- ASSIGNMENT -
Look for the string "front" in the listing below, then copy every line that has it.

Content starts

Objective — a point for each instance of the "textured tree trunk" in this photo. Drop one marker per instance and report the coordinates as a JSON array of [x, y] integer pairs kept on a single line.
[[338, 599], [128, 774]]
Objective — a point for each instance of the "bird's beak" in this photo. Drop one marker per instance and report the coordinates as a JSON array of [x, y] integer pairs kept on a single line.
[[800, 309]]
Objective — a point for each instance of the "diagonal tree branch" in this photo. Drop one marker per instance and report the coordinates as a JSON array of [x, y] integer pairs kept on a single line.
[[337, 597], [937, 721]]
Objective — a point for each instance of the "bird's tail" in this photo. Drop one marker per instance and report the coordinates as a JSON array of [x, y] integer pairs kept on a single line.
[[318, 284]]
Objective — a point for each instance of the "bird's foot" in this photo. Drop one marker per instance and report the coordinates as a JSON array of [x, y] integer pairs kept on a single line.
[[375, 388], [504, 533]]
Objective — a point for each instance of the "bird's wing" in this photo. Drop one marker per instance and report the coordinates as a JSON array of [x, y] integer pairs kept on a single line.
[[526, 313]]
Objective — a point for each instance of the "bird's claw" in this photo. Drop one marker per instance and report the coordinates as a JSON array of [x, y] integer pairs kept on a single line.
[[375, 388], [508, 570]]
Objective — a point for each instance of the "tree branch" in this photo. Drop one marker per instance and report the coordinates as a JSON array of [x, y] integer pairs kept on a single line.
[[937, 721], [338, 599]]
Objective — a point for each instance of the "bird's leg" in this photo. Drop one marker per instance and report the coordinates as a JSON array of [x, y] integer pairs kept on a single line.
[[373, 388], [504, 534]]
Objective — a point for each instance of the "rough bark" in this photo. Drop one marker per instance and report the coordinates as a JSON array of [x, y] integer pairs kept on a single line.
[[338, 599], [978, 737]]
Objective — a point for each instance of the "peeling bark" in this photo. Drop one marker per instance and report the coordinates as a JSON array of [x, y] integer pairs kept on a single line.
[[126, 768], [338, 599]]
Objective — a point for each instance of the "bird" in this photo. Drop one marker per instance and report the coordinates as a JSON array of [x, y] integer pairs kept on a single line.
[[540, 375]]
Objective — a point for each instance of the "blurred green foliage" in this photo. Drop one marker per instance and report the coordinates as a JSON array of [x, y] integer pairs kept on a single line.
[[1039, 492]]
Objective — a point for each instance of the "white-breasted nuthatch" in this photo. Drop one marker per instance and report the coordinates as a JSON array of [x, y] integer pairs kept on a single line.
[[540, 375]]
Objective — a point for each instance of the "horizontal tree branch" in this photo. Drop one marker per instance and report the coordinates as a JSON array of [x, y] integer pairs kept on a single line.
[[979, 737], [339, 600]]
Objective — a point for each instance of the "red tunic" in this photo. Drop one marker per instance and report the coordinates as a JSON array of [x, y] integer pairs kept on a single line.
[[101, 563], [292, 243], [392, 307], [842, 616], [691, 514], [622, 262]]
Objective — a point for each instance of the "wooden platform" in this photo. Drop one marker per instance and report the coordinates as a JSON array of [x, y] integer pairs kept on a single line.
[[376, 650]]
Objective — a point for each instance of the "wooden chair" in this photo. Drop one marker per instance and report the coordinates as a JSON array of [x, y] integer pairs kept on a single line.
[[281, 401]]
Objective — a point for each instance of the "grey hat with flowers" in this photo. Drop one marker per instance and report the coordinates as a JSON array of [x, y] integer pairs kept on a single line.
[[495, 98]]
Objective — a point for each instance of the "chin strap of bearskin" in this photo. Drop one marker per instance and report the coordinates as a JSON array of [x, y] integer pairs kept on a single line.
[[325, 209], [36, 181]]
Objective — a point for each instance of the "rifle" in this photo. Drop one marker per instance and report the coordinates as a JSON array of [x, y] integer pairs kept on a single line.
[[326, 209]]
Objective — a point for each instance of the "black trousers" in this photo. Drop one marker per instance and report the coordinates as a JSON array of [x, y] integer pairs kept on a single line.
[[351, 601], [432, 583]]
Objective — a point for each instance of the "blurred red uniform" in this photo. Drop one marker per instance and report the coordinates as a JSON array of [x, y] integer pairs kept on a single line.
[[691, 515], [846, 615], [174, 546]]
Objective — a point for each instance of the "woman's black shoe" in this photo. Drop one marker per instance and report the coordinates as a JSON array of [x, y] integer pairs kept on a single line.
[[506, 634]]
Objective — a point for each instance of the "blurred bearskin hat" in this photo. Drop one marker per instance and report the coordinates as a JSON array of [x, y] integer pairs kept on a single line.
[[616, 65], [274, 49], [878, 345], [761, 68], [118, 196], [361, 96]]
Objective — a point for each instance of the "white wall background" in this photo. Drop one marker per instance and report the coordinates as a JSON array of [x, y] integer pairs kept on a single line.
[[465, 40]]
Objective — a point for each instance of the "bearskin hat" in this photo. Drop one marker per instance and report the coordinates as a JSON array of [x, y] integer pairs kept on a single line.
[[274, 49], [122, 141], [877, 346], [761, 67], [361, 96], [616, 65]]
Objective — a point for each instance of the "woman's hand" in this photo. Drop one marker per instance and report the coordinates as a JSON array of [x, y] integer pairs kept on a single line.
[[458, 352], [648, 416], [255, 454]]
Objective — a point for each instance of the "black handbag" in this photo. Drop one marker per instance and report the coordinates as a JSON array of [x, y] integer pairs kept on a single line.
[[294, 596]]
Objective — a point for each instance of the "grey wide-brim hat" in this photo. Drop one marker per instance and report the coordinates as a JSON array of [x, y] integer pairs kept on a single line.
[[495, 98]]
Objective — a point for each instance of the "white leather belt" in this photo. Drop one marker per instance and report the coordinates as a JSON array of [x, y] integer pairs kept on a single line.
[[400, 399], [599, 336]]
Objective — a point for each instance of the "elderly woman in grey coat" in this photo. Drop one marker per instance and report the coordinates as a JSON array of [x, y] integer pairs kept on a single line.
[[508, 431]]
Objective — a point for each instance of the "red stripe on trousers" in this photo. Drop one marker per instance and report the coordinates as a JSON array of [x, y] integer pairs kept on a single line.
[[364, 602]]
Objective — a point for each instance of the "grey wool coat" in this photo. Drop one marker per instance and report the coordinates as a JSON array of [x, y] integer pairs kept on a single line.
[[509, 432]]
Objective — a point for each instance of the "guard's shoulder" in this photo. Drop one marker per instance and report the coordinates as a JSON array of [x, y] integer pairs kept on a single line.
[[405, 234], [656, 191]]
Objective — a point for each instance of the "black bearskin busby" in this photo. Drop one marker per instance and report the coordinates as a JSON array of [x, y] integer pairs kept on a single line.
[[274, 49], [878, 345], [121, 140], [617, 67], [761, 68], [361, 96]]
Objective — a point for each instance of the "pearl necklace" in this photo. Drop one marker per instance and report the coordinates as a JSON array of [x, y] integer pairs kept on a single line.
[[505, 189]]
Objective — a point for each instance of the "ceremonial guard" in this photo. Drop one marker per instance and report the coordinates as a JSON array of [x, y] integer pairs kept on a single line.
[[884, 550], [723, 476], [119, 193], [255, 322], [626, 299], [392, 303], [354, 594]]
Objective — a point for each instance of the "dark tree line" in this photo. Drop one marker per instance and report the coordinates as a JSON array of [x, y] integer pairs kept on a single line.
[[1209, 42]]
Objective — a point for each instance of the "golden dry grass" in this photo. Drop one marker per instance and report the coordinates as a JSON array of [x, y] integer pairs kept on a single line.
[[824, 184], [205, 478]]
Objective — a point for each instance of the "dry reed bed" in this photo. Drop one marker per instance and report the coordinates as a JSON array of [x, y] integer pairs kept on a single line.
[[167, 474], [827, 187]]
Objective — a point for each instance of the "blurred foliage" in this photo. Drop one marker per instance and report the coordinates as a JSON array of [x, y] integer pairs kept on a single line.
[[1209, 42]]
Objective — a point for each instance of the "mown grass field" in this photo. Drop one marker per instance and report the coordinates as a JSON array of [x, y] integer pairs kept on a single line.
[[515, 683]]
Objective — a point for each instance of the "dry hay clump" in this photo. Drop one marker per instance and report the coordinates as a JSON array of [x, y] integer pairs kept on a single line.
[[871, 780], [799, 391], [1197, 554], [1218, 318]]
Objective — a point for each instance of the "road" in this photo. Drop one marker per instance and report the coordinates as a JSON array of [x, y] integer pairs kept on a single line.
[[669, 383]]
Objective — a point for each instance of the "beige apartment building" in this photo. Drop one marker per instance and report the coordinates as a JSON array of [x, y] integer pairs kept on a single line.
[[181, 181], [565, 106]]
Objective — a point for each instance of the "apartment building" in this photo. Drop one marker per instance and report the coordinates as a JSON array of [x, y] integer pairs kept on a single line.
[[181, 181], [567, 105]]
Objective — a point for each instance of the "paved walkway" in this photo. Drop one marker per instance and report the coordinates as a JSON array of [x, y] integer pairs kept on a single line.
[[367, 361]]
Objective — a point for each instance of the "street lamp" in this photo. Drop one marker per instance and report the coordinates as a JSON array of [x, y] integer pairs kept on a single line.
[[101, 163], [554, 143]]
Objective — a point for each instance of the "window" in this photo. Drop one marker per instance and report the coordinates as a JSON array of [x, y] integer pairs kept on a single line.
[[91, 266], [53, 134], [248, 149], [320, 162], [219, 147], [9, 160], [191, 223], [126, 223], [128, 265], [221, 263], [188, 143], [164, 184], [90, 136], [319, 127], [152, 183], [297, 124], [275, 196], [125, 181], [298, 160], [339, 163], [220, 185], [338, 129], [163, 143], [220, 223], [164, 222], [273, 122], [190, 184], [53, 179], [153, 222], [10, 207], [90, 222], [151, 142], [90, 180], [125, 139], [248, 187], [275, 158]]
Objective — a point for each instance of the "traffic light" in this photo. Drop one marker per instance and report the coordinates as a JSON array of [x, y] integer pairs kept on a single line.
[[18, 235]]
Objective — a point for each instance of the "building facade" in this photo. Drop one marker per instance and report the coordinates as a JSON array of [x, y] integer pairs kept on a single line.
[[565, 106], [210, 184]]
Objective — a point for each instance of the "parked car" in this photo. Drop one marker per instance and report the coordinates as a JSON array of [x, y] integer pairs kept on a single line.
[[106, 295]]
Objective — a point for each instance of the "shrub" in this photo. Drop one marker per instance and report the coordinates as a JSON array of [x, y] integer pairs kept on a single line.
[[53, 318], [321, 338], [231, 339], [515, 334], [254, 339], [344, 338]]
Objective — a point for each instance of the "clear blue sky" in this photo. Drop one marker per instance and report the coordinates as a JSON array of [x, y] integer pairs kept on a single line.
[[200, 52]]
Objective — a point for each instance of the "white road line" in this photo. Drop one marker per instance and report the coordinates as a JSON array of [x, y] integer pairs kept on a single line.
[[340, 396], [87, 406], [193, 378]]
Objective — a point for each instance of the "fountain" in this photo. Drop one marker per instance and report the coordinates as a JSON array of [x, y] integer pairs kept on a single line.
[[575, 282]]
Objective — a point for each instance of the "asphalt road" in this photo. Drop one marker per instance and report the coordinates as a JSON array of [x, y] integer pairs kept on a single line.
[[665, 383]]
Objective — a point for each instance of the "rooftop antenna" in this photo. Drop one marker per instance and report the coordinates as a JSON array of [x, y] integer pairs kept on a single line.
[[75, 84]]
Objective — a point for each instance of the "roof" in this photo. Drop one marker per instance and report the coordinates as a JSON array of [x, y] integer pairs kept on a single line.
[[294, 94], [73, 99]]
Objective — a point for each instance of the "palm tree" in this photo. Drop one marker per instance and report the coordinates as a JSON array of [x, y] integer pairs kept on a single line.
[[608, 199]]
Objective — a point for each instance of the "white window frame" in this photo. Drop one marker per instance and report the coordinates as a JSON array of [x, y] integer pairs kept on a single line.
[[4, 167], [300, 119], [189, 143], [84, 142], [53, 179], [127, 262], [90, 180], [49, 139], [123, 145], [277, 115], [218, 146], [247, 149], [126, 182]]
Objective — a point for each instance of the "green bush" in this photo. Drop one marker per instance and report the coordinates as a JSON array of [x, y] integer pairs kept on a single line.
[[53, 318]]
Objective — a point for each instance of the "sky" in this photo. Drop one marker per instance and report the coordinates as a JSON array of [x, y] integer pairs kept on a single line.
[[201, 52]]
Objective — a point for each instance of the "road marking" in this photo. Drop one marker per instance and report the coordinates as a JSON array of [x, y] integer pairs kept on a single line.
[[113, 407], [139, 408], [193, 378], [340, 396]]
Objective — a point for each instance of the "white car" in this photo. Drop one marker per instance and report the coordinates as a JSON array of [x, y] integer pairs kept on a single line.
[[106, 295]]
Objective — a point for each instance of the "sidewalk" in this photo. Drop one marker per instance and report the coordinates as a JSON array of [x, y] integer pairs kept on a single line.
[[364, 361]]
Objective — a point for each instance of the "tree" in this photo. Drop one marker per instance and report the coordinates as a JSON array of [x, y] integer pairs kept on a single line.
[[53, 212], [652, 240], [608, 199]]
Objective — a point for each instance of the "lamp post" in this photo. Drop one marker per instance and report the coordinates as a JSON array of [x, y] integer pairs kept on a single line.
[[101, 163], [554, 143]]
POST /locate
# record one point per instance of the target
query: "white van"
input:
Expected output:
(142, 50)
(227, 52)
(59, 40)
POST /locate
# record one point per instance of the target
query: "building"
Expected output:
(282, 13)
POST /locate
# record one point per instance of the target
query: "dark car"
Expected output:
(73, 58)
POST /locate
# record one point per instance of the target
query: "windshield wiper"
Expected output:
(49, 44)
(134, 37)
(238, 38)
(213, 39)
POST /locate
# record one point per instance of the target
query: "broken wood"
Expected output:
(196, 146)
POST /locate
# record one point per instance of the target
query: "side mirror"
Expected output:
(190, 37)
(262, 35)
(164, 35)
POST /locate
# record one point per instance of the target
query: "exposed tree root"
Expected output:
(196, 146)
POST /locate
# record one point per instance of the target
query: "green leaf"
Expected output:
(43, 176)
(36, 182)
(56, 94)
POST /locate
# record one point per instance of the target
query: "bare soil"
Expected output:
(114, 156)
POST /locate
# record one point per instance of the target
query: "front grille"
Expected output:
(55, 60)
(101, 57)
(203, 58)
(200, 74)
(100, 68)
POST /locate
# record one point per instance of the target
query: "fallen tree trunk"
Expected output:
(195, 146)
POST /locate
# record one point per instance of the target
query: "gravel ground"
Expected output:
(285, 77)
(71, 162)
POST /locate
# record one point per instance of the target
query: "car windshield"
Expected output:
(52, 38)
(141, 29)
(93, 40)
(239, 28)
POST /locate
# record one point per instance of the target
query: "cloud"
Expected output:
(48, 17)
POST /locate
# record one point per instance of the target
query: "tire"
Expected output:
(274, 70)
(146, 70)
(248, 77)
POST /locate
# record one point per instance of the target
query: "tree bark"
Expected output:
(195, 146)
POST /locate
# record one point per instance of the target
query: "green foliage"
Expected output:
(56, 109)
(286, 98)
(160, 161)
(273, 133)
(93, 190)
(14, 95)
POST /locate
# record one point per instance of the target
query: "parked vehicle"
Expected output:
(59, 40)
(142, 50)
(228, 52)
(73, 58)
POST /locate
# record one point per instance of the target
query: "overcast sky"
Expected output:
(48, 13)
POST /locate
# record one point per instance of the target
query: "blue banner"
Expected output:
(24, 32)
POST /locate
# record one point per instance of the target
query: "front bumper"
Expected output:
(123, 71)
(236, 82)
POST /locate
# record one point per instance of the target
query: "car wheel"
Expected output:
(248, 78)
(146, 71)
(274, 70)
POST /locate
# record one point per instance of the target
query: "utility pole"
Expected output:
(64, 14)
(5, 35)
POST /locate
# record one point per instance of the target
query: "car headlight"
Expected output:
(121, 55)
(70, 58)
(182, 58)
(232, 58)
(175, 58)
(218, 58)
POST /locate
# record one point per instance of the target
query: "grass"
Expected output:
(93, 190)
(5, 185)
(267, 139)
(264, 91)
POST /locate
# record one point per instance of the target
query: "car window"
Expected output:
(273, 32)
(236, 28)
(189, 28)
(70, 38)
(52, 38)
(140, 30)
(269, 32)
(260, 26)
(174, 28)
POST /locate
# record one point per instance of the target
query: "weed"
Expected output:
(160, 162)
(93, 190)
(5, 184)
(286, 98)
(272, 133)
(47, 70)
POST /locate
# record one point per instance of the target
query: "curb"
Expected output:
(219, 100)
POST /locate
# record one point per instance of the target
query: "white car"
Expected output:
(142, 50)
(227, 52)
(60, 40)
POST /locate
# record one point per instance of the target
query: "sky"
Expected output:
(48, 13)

Content ends

- WRITTEN RESPONSE -
query: "front grille"
query: "front bumper"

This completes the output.